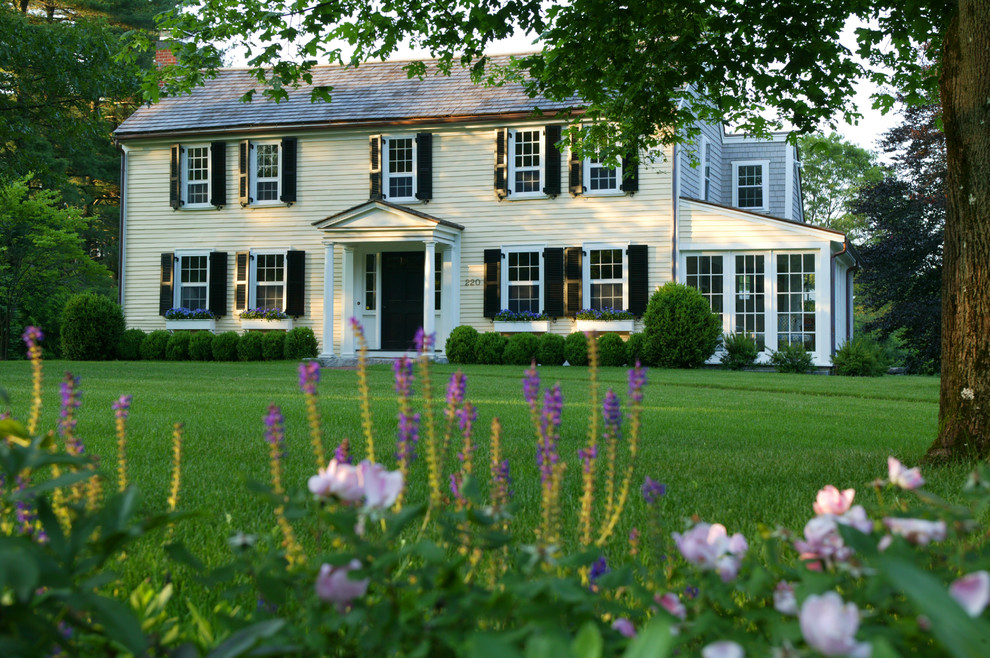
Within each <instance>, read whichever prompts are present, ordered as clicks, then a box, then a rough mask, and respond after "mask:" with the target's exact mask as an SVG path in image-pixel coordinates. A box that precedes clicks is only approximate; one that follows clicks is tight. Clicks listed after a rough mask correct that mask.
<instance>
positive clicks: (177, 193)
mask: <svg viewBox="0 0 990 658" xmlns="http://www.w3.org/2000/svg"><path fill="white" fill-rule="evenodd" d="M181 155H182V147H181V146H179V145H178V144H173V145H172V163H171V167H170V168H169V174H168V205H170V206H172V210H178V209H179V207H180V206H181V205H182V190H181V186H182V175H181V172H180V171H179V169H180V166H181V164H182V163H181ZM169 308H171V307H169Z"/></svg>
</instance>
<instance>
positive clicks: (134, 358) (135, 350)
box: [117, 329, 148, 361]
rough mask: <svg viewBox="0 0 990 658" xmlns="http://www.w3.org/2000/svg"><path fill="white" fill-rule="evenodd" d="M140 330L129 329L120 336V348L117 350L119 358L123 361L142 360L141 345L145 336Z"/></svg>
mask: <svg viewBox="0 0 990 658" xmlns="http://www.w3.org/2000/svg"><path fill="white" fill-rule="evenodd" d="M147 335H148V334H146V333H144V332H143V331H141V330H140V329H128V330H126V331H125V332H124V333H122V334H121V335H120V347H118V348H117V358H119V359H121V360H122V361H137V360H138V359H140V358H141V343H143V342H144V338H145V336H147Z"/></svg>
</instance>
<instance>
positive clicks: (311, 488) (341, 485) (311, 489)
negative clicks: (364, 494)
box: [309, 459, 364, 501]
mask: <svg viewBox="0 0 990 658" xmlns="http://www.w3.org/2000/svg"><path fill="white" fill-rule="evenodd" d="M309 490H310V491H311V492H313V493H314V494H316V495H317V496H320V497H322V498H326V497H328V496H336V497H337V498H340V499H341V500H346V501H356V500H360V499H361V497H362V496H363V495H364V488H363V486H362V485H361V481H360V479H359V478H358V471H357V469H356V468H355V467H354V466H351V465H350V464H344V463H341V462H338V461H337V460H336V459H332V460H330V463H329V464H327V467H326V468H321V469H320V470H319V473H317V474H316V475H314V476H312V477H311V478H309Z"/></svg>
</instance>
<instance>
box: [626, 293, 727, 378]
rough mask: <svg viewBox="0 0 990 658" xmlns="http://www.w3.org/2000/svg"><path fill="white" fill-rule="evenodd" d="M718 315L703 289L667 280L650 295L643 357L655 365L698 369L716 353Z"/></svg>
mask: <svg viewBox="0 0 990 658" xmlns="http://www.w3.org/2000/svg"><path fill="white" fill-rule="evenodd" d="M721 335H722V325H721V323H720V322H719V319H718V316H717V315H715V314H714V313H712V309H711V306H709V304H708V300H707V299H705V298H704V296H702V294H701V293H700V292H698V291H697V290H695V289H694V288H692V287H690V286H686V285H684V284H681V283H673V282H671V283H666V284H664V285H663V287H661V288H660V289H659V290H657V291H656V292H654V293H653V295H651V296H650V302H649V304H648V305H647V307H646V313H645V314H644V315H643V360H644V361H645V362H646V363H647V364H649V365H651V366H663V367H665V368H697V367H699V366H701V365H702V364H704V363H705V361H707V360H708V359H709V358H711V356H712V355H713V354H714V353H715V349H716V348H717V347H718V340H719V338H720V337H721Z"/></svg>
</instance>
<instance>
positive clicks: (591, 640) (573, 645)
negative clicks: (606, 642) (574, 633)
mask: <svg viewBox="0 0 990 658" xmlns="http://www.w3.org/2000/svg"><path fill="white" fill-rule="evenodd" d="M602 647H603V642H602V633H601V631H600V630H598V625H597V624H596V623H595V622H593V621H586V622H584V625H582V626H581V630H579V631H578V634H577V637H575V638H574V642H572V643H571V653H573V654H574V656H575V657H576V658H601V655H602Z"/></svg>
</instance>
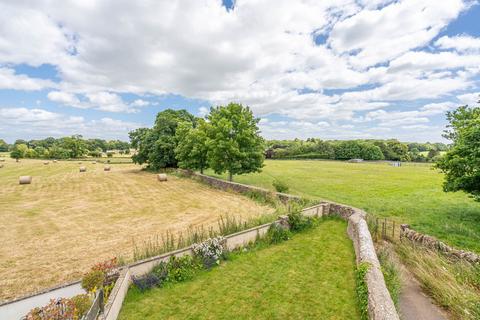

_ _ _ _ _

Leave out the images and transcribe all the records exactly.

Within each <instance>, read whichever prompts are present, ordered as clicks, then a box, then a rough mask, and respond after "mask:" with the target's exact mask as an SVG path in image-pixel coordinates. A box that precedes clicks is only approximate; one that follows clicks is tight. Clicks listed after a rough mask correct that mask.
<instance>
positive clicks: (177, 193)
mask: <svg viewBox="0 0 990 658" xmlns="http://www.w3.org/2000/svg"><path fill="white" fill-rule="evenodd" d="M181 155H182V147H181V146H179V145H178V144H173V145H172V163H171V167H170V168H169V174H168V205H170V206H172V210H178V209H179V207H180V206H181V205H182V190H181V186H182V175H181V172H180V171H179V169H180V166H181V164H182V163H181ZM169 308H171V307H169Z"/></svg>
</instance>
<instance>
positive clicks: (134, 358) (135, 350)
box: [117, 329, 148, 361]
rough mask: <svg viewBox="0 0 990 658" xmlns="http://www.w3.org/2000/svg"><path fill="white" fill-rule="evenodd" d="M140 330L129 329L120 336V348L117 350L119 358L123 361L142 360L141 345L145 336Z"/></svg>
mask: <svg viewBox="0 0 990 658" xmlns="http://www.w3.org/2000/svg"><path fill="white" fill-rule="evenodd" d="M147 335H148V334H146V333H144V332H143V331H141V330H140V329H128V330H126V331H125V332H124V333H122V334H121V335H120V347H118V348H117V358H119V359H121V360H122V361H137V360H138V359H140V358H141V343H143V342H144V338H145V336H147Z"/></svg>
</instance>
<instance>
positive clicks: (311, 488) (341, 485) (311, 489)
negative clicks: (364, 494)
box: [309, 459, 364, 501]
mask: <svg viewBox="0 0 990 658" xmlns="http://www.w3.org/2000/svg"><path fill="white" fill-rule="evenodd" d="M309 490H310V491H311V492H313V493H314V494H316V495H317V496H320V497H322V498H326V497H328V496H336V497H337V498H340V499H341V500H346V501H356V500H360V499H361V497H362V496H363V495H364V488H363V486H362V485H361V481H360V479H359V478H358V471H357V469H356V468H355V467H354V466H351V465H350V464H344V463H341V462H338V461H337V460H336V459H332V460H330V463H329V464H327V467H326V468H321V469H320V470H319V473H317V474H316V475H314V476H312V477H311V478H309Z"/></svg>
</instance>
<instance>
box: [626, 293, 727, 378]
rough mask: <svg viewBox="0 0 990 658" xmlns="http://www.w3.org/2000/svg"><path fill="white" fill-rule="evenodd" d="M718 315L703 289L667 280L650 295L643 357L655 365L698 369L716 353Z"/></svg>
mask: <svg viewBox="0 0 990 658" xmlns="http://www.w3.org/2000/svg"><path fill="white" fill-rule="evenodd" d="M721 335H722V325H721V323H720V322H719V319H718V316H717V315H715V314H714V313H712V309H711V306H709V304H708V300H707V299H705V298H704V296H702V294H701V293H700V292H698V291H697V290H695V289H694V288H692V287H690V286H686V285H684V284H681V283H673V282H671V283H666V284H664V285H663V287H661V288H660V289H659V290H657V291H656V292H654V293H653V295H651V296H650V302H649V304H648V305H647V307H646V313H645V314H644V315H643V360H644V361H645V362H646V363H647V364H649V365H651V366H663V367H665V368H697V367H699V366H701V365H702V364H704V363H705V361H707V360H708V359H709V358H711V356H712V355H713V354H714V353H715V349H716V348H717V347H718V340H719V338H720V337H721Z"/></svg>
</instance>
<instance>
positive clicks: (591, 640) (573, 645)
negative clicks: (606, 642) (574, 633)
mask: <svg viewBox="0 0 990 658" xmlns="http://www.w3.org/2000/svg"><path fill="white" fill-rule="evenodd" d="M602 647H603V642H602V633H601V631H600V630H598V625H597V624H596V623H595V622H593V621H586V622H584V625H582V626H581V630H579V631H578V634H577V637H575V638H574V642H572V643H571V653H573V654H574V656H575V657H576V658H601V655H602Z"/></svg>
</instance>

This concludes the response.